**WHAT IS BEING ASKED:**
Reproduce only the lines of the material below that start at the line containing "If you could locate the red shorts" and stop at the line containing "If you could locate the navy". Keep both end lines.

**EXERCISE DATA:**
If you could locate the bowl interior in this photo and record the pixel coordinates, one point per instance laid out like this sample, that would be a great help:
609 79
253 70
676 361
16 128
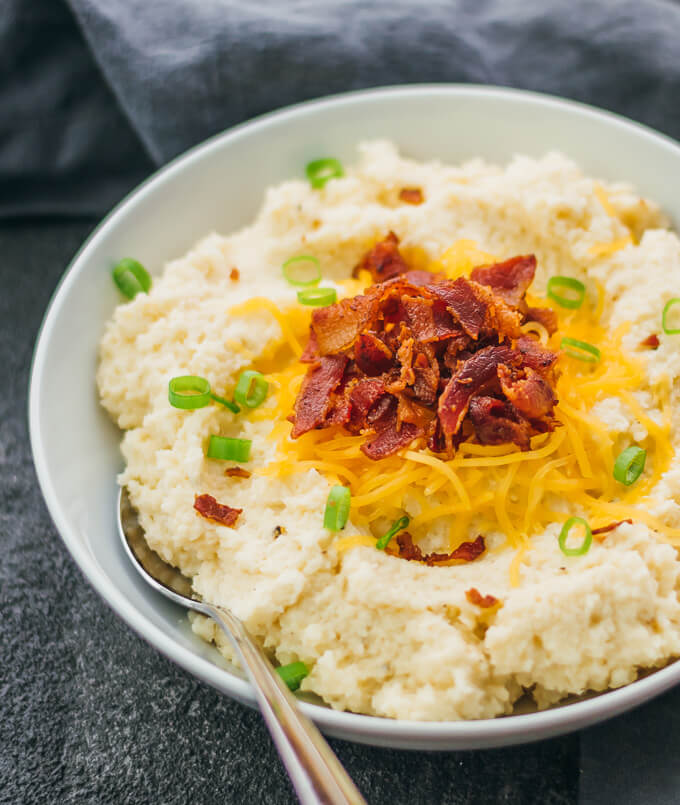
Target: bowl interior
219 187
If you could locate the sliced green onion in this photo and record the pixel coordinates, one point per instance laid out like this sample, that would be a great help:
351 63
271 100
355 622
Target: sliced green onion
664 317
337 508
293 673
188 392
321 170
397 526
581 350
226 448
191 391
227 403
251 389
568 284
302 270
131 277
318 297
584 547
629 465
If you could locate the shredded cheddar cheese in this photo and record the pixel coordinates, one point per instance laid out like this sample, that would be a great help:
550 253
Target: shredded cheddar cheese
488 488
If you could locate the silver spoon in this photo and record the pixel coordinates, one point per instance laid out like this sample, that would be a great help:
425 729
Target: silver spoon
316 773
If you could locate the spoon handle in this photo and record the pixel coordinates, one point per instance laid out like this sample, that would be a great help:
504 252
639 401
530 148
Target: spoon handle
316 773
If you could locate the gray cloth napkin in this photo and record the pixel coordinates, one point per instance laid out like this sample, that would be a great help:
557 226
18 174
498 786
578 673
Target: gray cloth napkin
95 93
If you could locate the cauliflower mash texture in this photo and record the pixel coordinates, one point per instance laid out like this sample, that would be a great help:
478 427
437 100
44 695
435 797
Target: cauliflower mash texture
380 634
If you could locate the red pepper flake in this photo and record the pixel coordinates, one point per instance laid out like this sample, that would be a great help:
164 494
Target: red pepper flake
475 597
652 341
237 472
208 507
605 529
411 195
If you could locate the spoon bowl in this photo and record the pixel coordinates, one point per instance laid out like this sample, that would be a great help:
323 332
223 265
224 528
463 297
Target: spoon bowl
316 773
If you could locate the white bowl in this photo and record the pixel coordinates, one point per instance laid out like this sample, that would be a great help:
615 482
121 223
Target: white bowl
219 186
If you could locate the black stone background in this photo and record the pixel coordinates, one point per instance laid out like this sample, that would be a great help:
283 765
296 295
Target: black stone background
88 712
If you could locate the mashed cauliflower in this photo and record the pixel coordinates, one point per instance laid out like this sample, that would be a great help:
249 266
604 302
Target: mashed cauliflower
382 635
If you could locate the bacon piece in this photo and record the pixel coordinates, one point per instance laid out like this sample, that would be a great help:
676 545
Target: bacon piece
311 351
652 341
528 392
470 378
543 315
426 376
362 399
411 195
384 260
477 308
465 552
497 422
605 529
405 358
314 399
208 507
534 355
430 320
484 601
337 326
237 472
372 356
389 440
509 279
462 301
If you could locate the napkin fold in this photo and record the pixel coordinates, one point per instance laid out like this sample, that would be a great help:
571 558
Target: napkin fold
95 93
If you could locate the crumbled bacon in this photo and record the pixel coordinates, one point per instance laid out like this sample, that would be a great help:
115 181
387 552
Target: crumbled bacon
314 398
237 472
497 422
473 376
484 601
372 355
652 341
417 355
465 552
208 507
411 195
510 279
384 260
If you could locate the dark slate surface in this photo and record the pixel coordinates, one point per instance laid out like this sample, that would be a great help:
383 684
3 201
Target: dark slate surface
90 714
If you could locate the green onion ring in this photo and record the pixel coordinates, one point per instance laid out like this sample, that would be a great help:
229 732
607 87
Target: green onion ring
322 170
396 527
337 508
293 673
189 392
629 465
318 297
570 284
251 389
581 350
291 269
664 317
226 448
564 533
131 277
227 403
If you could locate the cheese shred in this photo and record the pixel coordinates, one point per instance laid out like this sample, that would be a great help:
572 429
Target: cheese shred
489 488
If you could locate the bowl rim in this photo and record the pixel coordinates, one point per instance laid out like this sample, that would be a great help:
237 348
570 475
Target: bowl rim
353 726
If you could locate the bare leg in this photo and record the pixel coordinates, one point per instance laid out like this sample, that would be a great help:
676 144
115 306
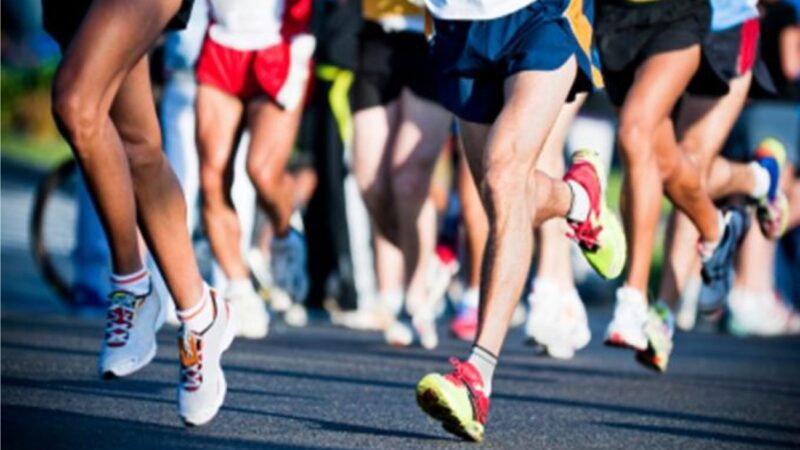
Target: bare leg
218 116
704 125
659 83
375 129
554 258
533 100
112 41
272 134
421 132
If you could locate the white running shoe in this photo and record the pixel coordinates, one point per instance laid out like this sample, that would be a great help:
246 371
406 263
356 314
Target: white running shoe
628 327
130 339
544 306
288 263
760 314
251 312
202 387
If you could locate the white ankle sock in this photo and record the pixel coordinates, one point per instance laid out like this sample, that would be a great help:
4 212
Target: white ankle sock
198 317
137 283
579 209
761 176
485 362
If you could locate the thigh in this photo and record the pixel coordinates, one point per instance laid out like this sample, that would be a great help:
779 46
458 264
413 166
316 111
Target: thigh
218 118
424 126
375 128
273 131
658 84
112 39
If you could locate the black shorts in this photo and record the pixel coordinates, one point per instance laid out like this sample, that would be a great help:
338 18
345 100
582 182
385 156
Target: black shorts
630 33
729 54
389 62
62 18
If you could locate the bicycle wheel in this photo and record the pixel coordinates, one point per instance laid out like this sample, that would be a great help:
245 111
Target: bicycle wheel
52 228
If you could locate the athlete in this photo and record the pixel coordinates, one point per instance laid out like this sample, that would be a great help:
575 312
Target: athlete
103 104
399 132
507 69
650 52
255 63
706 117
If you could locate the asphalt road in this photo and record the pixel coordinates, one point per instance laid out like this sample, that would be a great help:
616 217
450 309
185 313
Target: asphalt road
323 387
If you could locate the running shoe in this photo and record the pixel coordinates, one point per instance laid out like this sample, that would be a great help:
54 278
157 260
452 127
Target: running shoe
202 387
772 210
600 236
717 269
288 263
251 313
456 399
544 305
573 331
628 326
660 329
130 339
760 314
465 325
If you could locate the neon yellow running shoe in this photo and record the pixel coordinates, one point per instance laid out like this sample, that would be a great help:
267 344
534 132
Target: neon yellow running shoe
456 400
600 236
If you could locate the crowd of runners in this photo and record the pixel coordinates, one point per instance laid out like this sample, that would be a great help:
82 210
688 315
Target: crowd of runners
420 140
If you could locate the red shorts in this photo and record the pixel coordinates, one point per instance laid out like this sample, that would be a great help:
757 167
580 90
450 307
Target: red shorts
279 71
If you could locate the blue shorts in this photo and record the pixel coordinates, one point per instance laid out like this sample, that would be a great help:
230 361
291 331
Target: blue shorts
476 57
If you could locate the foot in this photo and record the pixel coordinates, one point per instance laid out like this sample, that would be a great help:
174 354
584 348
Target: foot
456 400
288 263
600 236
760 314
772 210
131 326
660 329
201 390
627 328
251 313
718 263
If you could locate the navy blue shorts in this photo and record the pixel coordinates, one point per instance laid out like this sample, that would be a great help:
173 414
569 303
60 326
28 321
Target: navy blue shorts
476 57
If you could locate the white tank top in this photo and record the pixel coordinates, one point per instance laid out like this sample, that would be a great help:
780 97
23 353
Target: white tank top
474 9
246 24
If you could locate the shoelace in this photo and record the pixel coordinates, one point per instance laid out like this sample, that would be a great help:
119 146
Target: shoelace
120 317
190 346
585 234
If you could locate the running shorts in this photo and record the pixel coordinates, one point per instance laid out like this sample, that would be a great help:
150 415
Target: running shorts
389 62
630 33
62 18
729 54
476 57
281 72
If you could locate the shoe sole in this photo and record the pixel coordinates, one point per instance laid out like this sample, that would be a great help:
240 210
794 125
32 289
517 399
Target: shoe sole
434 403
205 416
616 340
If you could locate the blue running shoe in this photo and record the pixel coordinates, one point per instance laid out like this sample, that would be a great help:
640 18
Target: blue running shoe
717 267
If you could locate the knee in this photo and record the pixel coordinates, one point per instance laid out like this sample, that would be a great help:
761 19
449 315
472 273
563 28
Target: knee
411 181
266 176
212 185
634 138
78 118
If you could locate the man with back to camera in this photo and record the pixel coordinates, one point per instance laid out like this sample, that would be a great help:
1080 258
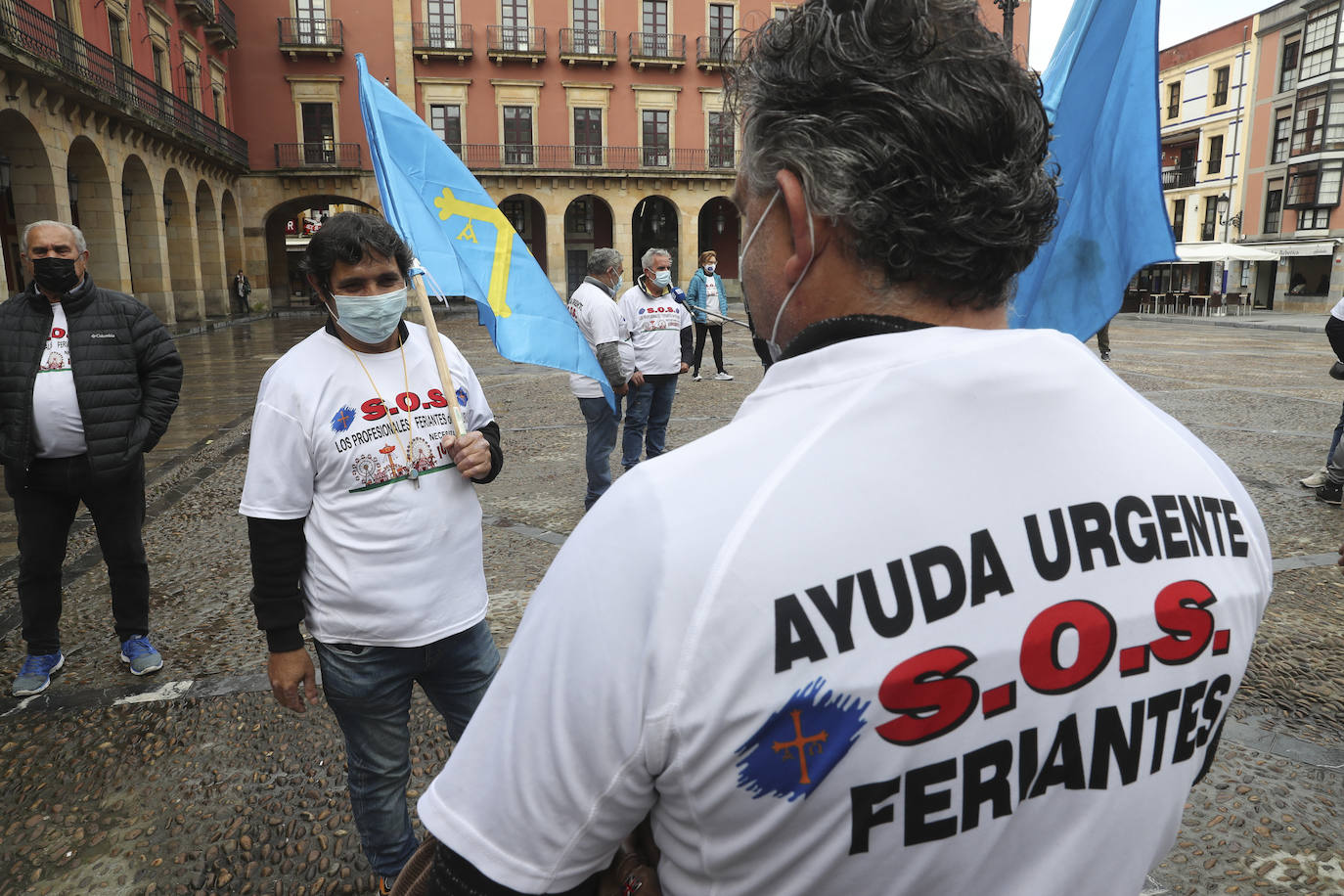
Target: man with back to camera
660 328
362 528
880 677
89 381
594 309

**WRITTEN REPLY:**
If you could locate the red shorts in this photo and record the pixel coordinates, one point per instance laid out like this sample, that would be a great help:
757 167
580 90
450 307
Target: red shorts
279 71
If you could locate the blue shorts in this photo and record the pixel coordinates, one point per instance laid out like this sample, that would be a great help:
230 361
291 331
Target: blue shorts
476 57
If you could locate the foot in this photo and record the pixel coordinates, one point per instance laid out like this sample, that would be a great help:
174 354
584 348
Target: foot
456 400
288 263
600 236
760 314
772 210
131 326
660 329
201 390
627 328
251 313
718 263
If you could locate the navy blue shorts in this photo and record the pixel coordinates, one point per instance laid out like this sample, that would be a great help:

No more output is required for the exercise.